◆ **TEXTE FOURNI**:
● ● ●

En 1980, Irwin Cotler était prof de droit à McGill et avait acquis une réputation internationale pour sa défense de prisonniers politiques. Le plus célèbre alors était Natan Sharansky, un physicien soviétique militant des droits de la personne condamné en 1977 et envoyé aux travaux forcés dans un goulag.

L'affaire Sharansky avait fait un bruit énorme, et en Afrique du Sud en particulier. Cotler avait été invité à prononcer des conférences dans le pays.

À l'époque, la seule mention publique du nom de Mandela était une infraction criminelle en Afrique du Sud.

«Ma conférence était intitulée: Pourquoi Sharansky et pas Mandela?», rappelle Cotler, député libéral fédéral depuis 2000.

Les deux hommes étaient emprisonnés pour la même raison: ils luttaient pour la liberté. L'un contre un régime totalitaire, l'autre contre le seul régime depuis la Seconde Guerre à avoir institutionnalisé juridiquement le racisme.

Aussitôt sa conférence terminée à l'Université du Witwatersrand, à Johannesburg, la police vient cueillir Cotler. Mais ce n'est pas pour l'envoyer en prison. C'est pour l'emmener directement au bureau du ministre des Affaires étrangères, Pik Botha.

«La première chose que j'aperçois sur le mur du bureau du ministre, c'est une photo de Sharansky!», raconte Cotler.

Les deux hommes entreprennent alors une discussion musclée qui va durer trois heures.

Botha ne peut pas comprendre qu'on puisse mettre Sharansky et Mandela sur le même pied. «Il me disait: «Sharansky se bat contre le communisme, et Mandela est un communiste et un terroriste!» »

Mandela a admis avoir planifié et participé à des actes de sabotage au début des années 1960, et avoir commencé à envisager la lutte armée. «Mais on ne peut pas appeler ça du terrorisme», estime Cotler. La lutte pacifique et toutes les mesures de désobéissance civile des années 1950 n'avaient donné lieu qu'à plus de répression et de massacres de la police sud-africaine.

● ● ●

◆ **LISTE DES ITEMS**:
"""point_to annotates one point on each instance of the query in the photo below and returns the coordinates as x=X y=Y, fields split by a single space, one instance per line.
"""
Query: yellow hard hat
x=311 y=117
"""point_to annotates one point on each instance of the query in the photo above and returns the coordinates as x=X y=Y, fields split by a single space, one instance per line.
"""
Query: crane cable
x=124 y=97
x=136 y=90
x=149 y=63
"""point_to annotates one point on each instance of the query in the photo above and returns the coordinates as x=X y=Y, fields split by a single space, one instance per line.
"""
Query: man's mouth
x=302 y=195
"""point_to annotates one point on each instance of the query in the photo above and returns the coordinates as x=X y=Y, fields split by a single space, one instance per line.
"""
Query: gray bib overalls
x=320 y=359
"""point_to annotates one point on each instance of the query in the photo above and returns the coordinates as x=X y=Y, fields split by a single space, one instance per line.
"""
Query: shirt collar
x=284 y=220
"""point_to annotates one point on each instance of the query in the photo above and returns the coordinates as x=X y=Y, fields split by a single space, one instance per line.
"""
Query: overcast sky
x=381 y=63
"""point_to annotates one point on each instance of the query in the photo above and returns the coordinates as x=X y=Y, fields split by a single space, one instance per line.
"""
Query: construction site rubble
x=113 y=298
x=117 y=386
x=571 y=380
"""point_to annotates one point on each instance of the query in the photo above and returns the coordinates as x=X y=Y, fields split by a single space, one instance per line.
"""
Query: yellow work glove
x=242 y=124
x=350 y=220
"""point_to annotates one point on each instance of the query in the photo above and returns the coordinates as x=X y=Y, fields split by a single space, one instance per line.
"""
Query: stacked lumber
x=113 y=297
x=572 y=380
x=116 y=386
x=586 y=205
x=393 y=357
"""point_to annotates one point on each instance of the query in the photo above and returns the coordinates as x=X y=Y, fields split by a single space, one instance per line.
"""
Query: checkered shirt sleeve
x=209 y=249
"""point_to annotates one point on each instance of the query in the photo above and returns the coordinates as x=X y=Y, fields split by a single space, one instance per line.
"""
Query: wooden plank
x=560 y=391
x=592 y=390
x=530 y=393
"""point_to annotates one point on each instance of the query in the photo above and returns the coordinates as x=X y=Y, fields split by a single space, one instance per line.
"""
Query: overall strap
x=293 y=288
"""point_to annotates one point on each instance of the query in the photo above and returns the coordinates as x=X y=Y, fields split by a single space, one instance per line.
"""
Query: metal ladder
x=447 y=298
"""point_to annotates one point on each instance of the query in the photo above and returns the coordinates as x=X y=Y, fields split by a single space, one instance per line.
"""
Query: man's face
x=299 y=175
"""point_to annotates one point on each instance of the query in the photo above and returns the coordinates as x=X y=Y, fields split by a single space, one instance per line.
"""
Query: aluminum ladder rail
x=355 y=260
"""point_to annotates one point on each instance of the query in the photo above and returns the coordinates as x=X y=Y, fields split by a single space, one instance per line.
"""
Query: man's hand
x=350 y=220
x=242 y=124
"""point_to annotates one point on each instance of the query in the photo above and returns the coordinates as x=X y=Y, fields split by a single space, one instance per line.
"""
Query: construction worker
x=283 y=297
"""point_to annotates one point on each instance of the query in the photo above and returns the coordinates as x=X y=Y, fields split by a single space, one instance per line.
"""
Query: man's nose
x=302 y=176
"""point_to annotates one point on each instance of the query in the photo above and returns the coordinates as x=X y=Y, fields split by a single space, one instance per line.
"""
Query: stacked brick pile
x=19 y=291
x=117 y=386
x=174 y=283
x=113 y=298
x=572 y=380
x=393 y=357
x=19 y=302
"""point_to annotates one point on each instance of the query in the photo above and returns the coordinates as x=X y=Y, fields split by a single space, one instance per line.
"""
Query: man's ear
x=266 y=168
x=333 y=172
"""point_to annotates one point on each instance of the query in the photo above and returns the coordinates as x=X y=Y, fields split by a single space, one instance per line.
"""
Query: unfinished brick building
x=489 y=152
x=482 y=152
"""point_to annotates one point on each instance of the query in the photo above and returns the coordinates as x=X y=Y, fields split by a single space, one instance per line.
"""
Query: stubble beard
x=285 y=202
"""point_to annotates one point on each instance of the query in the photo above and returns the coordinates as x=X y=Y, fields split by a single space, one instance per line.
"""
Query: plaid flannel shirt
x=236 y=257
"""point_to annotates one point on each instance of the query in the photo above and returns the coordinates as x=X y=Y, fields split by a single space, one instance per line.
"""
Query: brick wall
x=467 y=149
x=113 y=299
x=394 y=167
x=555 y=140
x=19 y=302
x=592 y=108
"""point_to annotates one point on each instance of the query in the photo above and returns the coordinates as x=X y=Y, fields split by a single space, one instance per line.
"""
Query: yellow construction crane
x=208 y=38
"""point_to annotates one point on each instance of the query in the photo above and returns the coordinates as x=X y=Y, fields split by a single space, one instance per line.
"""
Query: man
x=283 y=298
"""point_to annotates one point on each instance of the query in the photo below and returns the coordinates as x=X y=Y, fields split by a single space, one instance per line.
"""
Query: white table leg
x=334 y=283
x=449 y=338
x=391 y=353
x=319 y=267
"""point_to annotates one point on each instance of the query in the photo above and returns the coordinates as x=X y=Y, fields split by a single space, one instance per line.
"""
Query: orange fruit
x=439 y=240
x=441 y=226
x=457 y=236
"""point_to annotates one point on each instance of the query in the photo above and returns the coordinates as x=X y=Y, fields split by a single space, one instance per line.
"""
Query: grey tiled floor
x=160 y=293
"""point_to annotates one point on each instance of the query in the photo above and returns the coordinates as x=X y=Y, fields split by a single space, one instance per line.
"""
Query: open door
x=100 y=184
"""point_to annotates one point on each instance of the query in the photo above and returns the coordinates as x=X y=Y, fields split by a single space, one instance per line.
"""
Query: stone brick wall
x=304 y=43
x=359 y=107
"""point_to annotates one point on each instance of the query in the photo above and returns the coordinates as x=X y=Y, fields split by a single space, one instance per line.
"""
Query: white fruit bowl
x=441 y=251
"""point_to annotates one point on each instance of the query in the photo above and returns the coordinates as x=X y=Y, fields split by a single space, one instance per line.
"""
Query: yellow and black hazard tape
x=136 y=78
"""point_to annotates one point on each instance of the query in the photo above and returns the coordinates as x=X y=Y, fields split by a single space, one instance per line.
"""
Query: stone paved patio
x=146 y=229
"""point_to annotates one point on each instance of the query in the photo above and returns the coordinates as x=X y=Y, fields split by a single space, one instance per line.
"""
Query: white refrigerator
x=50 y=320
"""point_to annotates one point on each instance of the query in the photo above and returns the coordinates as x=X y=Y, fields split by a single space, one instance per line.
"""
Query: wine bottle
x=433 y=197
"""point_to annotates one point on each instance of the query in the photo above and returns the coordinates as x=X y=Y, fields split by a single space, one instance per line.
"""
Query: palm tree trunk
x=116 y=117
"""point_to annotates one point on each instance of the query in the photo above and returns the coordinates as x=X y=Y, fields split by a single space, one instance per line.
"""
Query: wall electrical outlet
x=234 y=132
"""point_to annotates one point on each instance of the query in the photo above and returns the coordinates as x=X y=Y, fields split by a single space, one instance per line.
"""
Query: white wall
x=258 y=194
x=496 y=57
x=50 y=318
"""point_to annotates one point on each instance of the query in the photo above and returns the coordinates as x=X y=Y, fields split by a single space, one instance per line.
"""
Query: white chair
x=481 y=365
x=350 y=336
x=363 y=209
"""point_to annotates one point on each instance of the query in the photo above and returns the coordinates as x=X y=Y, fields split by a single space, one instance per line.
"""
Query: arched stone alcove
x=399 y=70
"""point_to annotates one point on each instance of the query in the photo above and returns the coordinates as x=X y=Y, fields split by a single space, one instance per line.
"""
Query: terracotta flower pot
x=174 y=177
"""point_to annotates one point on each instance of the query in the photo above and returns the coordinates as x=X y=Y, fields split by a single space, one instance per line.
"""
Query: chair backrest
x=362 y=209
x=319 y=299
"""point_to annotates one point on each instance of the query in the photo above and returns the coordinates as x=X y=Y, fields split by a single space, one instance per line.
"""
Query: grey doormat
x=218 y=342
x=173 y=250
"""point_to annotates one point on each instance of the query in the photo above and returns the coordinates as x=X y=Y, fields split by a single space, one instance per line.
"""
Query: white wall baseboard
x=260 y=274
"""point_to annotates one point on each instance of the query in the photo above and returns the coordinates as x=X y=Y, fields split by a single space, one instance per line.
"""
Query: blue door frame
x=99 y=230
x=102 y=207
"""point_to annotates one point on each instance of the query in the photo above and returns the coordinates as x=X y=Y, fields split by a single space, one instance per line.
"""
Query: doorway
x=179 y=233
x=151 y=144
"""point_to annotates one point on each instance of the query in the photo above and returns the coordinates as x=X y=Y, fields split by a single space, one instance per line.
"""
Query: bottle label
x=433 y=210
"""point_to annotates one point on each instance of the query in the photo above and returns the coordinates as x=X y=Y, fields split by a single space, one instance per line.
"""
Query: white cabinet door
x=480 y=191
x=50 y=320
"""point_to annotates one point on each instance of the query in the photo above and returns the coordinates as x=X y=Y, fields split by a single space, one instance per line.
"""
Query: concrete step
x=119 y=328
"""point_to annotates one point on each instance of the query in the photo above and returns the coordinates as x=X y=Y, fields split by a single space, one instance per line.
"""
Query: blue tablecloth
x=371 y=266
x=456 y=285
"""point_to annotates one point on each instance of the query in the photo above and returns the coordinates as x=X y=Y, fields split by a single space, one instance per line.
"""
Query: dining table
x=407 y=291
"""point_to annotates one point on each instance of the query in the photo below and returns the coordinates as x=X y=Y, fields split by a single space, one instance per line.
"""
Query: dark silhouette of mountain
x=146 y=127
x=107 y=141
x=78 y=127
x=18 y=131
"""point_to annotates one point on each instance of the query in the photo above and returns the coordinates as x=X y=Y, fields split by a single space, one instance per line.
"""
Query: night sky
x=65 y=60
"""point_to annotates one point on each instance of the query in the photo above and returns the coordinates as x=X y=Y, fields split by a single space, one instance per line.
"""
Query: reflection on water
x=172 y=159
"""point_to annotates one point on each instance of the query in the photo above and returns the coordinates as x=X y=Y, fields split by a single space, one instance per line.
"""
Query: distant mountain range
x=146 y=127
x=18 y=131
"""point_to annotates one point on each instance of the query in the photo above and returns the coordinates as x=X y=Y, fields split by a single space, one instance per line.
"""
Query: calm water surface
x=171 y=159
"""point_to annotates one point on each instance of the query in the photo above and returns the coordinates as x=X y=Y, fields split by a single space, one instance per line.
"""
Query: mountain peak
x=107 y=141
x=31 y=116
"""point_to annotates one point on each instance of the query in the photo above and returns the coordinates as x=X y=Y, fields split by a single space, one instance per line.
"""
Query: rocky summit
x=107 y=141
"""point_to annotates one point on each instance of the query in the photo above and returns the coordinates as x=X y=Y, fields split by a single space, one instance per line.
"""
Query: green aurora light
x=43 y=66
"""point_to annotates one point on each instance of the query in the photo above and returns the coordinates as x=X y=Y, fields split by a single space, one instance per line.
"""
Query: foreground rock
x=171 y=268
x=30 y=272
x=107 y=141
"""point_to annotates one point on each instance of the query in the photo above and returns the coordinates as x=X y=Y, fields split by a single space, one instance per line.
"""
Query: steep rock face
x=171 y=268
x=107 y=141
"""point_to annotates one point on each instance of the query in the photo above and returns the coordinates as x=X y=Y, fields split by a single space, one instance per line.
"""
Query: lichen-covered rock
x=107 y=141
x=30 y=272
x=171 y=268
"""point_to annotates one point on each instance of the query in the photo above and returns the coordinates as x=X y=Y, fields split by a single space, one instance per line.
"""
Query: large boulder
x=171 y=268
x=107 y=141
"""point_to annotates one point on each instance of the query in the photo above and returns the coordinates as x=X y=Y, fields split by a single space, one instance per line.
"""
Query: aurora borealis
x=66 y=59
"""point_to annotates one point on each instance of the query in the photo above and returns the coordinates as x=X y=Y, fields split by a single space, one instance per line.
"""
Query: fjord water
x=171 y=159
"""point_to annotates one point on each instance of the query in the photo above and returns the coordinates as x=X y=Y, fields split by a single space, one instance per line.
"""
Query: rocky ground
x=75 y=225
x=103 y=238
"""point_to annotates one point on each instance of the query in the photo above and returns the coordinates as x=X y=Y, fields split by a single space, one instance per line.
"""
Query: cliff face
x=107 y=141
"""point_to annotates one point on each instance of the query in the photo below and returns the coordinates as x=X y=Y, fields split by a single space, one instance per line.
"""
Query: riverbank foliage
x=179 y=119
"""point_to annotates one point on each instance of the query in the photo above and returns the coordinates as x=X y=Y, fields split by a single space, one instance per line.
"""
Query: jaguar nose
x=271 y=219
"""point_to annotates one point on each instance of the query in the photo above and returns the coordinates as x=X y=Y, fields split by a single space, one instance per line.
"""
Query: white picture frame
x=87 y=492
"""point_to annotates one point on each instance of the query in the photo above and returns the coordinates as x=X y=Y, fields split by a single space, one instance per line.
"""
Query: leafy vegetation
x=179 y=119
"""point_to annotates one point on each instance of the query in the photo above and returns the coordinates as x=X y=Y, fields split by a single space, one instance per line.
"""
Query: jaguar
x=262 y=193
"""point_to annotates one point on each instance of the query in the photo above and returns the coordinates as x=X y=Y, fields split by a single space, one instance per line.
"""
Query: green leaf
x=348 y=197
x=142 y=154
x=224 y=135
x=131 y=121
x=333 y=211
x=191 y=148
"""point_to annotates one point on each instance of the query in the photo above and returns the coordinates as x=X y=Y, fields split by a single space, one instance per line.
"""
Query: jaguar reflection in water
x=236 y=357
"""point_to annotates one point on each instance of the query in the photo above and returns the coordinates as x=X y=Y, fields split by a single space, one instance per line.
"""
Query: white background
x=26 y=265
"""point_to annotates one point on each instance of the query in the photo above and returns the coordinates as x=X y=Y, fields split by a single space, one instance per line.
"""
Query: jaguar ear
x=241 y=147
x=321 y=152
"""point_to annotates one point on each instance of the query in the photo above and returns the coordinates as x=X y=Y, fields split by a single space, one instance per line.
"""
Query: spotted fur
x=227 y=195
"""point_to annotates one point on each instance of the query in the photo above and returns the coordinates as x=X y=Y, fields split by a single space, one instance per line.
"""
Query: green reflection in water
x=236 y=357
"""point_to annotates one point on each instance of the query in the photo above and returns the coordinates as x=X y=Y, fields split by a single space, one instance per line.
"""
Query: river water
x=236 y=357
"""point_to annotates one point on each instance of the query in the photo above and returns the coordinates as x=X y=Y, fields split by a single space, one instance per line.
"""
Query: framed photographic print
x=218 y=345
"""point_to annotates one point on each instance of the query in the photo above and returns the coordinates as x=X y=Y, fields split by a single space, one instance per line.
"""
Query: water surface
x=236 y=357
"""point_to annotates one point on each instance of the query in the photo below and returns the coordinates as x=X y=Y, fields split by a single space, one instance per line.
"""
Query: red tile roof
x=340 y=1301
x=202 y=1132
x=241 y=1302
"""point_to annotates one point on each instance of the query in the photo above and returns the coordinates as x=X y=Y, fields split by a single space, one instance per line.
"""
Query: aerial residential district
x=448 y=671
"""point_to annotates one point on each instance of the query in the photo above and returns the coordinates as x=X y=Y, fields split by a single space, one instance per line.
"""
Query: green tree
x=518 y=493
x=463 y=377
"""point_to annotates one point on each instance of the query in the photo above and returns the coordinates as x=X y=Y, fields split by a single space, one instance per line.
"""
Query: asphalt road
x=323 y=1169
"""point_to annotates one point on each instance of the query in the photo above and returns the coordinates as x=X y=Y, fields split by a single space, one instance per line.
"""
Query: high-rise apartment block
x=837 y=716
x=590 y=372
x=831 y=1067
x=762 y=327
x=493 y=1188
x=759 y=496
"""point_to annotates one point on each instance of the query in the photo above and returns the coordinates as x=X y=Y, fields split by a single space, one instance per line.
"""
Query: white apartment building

● ● ●

◆ **CONSIGNE 1**: D'après le texte sur Irwin Cotler, pourquoi Pik Botha refuse-t-il de placer Sharansky et Mandela sur le même pied ? Répondez en une à trois phrases.
◆ **CONSIGNE 2**: Résumez le texte sur Irwin Cotler en trois phrases.
◆ **CONSIGNE 3**: Poursuivez le texte sur Irwin Cotler à partir de sa dernière phrase.
Les items forment un matériau distinct du texte sur Irwin Cotler.

◆ **RÉPONSE 1**: Pour Pik Botha, Sharansky se bat contre le communisme, tandis que Mandela est un communiste et un terroriste. Il ne peut donc pas admettre qu'on mette les deux hommes sur le même pied.

◆ **RÉPONSE 2**: En 1980, Irwin Cotler, professeur de droit à McGill connu pour sa défense de prisonniers politiques comme Natan Sharansky, a donné en Afrique du Sud une conférence intitulée « Pourquoi Sharansky et pas Mandela? ». À l'époque, la seule mention publique du nom de Mandela y était une infraction criminelle. À la sortie de sa conférence à l'Université du Witwatersrand, la police l'a conduit chez le ministre des Affaires étrangères, Pik Botha, qui traitait Mandela de communiste et de terroriste au cours d'une discussion musclée de trois heures, ce que Cotler conteste.

◆ **RÉPONSE 3**:
Pour Botha, les Noirs étaient parfaitement égaux... mais simplement «séparés».

«À la fin de la discussion, Botha m'a dit qu'il pourrait m'expulser du pays immédiatement, mais comme j'étais l'avocat de Sharansky, il me permettait de rester. Il m'a dit de rester dans le pays et d'aller voir l'Afrique du Sud réelle, pour me faire une idée et voir à quel point c'était une belle démocratie. Il était convaincu que je changerais d'idée.»

Cotler visite le pays pendant 10 jours, au bout desquels il retourne voir Botha. «Je lui ai dit: «Vous avez raison, c'est une superbe démocratie... pour les Blancs. Pour les Noirs, c'est encore pire que je ne le croyais.» »

Mandela avait d'excellents avocats en Afrique du Sud. Ce qu'il lui fallait, c'étaient des avocats dans le reste du monde pour plaider sa cause dans l'opinion publique - ce que Cotler a fait au Canada.

Avec des gens des églises, des syndicats et divers groupes, il a donc été un de ceux qui ont fait que Montréal a été une des villes actives dans la dénonciation de l'apartheid. Ce n'est pas un hasard si Mandela a choisi Montréal parmi ses premières visites, en 1990.

Ce qu'on dit moins, par contre, c'est qu'on était plus facilement anti-apartheid que pro-Mandela. La campagne de dénigrement avait laissé des traces et le personnage ne faisait pas du tout l'unanimité.

«Sa lutte personnelle était indissociable de la lutte contre l'apartheid», dit Cotler, qui a dû insister pour qu'on mette au premier plan la lutte pour la libération de Mandela, et non pas seulement le combat contre un régime.

Plusieurs négociations ont eu lieu avant la libération de Mandela. Le gouvernement sud-africain a notamment demandé à Cotler d'approcher les Russes: s'ils libéraient Sharansky, ils libéreraient Mandela. Les Russes ont refusé.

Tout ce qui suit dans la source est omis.